Tasks to complete –
1. In the hip fracture text, write out the passage that begins with the words "- Lifestyle factors" and stops after "long-term steroid use.", swapping "smoking" for "tobacco use".
2. For each statement below, say whether the hip fracture text supports it. Answer yes or no and quote the deciding words of the text.
(a) One in five men over 50 will have at least one fracture.
(b) Osteoporosis shows clear early symptoms.
(c) Weight-bearing exercise requires lifting weights at a gym.

Text excerpt –

Seniors fear hip fractures more than any other health problem. One small slip can mean loss of mobility and independence. Or worse: some studies have found that someone who breaks a hip may be 2 to 5 times more likely to die within 1 year than someone without a fracture. Fortunately, there are steps you can take to help prevent senior hip fractures. Options range from lifestyle changes to simply rearranging the furniture.
Health Issues That Contribute to Senior Hip Fractures
Say the word “osteoporosis,” and people immediately think of older women because they’re far more likely to be diagnosed. However, 1 in 5 men over 50 will have at least one fracture. That’s more men than will be diagnosed with prostate cancer, but the danger of male osteoporosis gets far less attention.
Osteoporosis is treatable, but the best treatment is avoiding it in the first place. Unfortunately, there are no early symptoms. Many people discover they have brittle bones when a minor fall or stumble results in a serious fracture. Be alert to habits and medical conditions make both men and women more likely to develop the condition.
- Lifestyle factors include heavy alcohol consumption, smoking, lack of exercise, and poor diet.
- Eating disorders in early life, including bulimia and anorexia.
- Chronic medical conditions that require long-term steroid use.
- Hormone levels. Post-menopausal women and men with low testosterone are more likely to develop osteoporosis.
- Body type and genetics. Women with small frames who are of Asian or Caucasian heritage are at greater risk.
Anyone with one or more of these risk factors should consider consulting a physician for a bone density test. Do it now: before a fall.
Reduce the Risk of Falls and Hip Fractures
During the last decade, a number of new bone density drugs have hit the market. You’ve probably seen them advertised on TV – a lot! In addition, look at ways to create a healthier lifestyle and make the home environment safer.
- Exercise has many health and social benefits, and weight-bearing exercises are best for bone health. That doesn’t have to mean pumping iron at the gym. Jogging, climbing stairs, walking, and any exercise where you work against gravity is good for your bones. Find a senior-friendly gym and get started.
- Install proper lighting in the house. Older people often begin to experience vision problems. Combine that with bad lighting, and a fall is more likely. Make sure light switches are accessible and all traffic areas are well lit.

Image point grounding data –
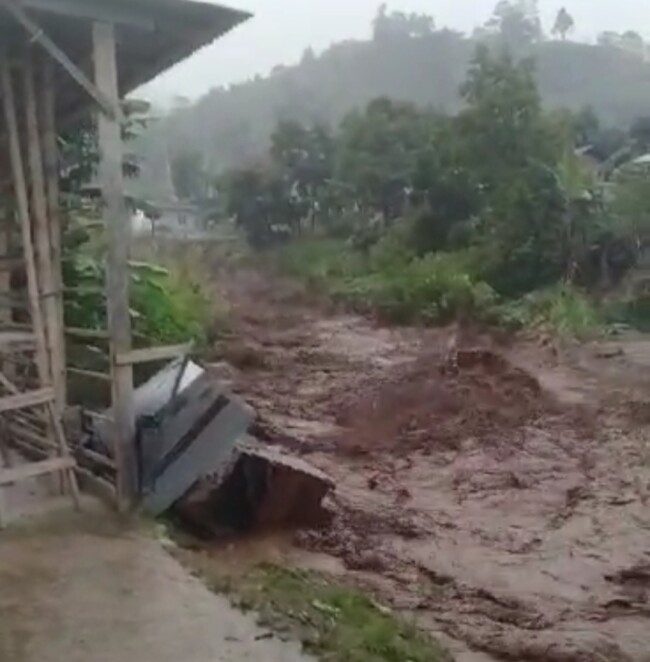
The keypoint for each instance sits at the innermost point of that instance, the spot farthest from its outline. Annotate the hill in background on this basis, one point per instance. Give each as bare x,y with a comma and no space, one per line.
407,59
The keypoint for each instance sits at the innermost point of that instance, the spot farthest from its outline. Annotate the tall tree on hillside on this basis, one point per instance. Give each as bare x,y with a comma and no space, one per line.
516,23
399,24
379,151
564,23
512,148
188,175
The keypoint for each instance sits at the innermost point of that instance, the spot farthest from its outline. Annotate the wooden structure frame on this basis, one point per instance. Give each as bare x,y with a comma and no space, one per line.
59,61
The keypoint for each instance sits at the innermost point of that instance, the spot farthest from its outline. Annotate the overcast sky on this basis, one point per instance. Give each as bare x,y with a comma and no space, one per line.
281,30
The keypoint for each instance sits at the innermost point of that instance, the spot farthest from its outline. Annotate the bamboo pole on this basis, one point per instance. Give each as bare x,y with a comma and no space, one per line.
118,229
40,226
51,165
22,205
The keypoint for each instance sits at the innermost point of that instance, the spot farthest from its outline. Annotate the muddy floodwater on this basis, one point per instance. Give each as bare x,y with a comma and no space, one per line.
503,503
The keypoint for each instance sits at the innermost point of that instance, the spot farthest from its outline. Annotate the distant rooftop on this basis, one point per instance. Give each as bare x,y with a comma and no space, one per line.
152,36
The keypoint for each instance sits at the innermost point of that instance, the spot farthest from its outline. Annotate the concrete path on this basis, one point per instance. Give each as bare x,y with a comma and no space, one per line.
80,590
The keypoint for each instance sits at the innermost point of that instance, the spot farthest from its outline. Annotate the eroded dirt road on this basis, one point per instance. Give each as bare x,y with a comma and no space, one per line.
504,504
78,588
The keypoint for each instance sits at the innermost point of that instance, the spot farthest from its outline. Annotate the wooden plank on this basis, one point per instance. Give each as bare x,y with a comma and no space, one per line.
101,487
41,230
118,226
34,469
112,110
91,374
86,333
51,172
98,458
25,400
22,207
7,264
36,440
5,273
152,354
97,10
64,450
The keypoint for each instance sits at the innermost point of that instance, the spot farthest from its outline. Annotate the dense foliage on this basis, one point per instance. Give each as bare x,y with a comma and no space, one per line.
409,59
166,304
418,214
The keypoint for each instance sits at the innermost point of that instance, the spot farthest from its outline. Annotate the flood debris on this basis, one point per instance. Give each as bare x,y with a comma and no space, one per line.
194,454
263,489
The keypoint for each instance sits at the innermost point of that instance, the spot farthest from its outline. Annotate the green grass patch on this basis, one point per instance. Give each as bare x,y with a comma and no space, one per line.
563,310
390,282
334,622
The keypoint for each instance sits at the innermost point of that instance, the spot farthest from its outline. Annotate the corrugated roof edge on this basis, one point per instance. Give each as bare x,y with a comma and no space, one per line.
204,38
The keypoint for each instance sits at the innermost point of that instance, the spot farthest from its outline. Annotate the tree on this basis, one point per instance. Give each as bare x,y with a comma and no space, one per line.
378,153
399,25
512,151
564,23
188,175
516,23
633,42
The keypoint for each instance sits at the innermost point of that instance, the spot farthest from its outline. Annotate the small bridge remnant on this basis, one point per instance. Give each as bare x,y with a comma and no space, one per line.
63,62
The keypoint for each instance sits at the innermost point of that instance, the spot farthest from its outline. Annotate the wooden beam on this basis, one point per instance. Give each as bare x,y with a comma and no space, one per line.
111,109
51,168
152,354
22,206
26,400
25,471
118,226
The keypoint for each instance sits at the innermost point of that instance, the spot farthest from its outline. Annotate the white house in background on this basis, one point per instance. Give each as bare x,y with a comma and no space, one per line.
179,219
169,218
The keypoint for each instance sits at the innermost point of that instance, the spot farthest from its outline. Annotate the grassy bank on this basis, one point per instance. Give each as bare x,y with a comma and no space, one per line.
390,282
334,622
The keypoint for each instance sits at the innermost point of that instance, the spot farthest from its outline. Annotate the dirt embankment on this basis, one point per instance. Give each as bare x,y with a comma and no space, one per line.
502,499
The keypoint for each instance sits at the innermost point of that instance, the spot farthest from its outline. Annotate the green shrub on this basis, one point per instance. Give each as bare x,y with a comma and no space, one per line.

Answers to the tasks –
1.
- Lifestyle factors include heavy alcohol consumption, tobacco use, lack of exercise, and poor diet.
- Eating disorders in early life, including bulimia and anorexia.
- Chronic medical conditions that require long-term steroid use.

2.
(a) Yes: "1 in 5 men over 50 will have at least one fracture."
(b) No: "Unfortunately, there are no early symptoms."
(c) No: "That doesn’t have to mean pumping iron at the gym."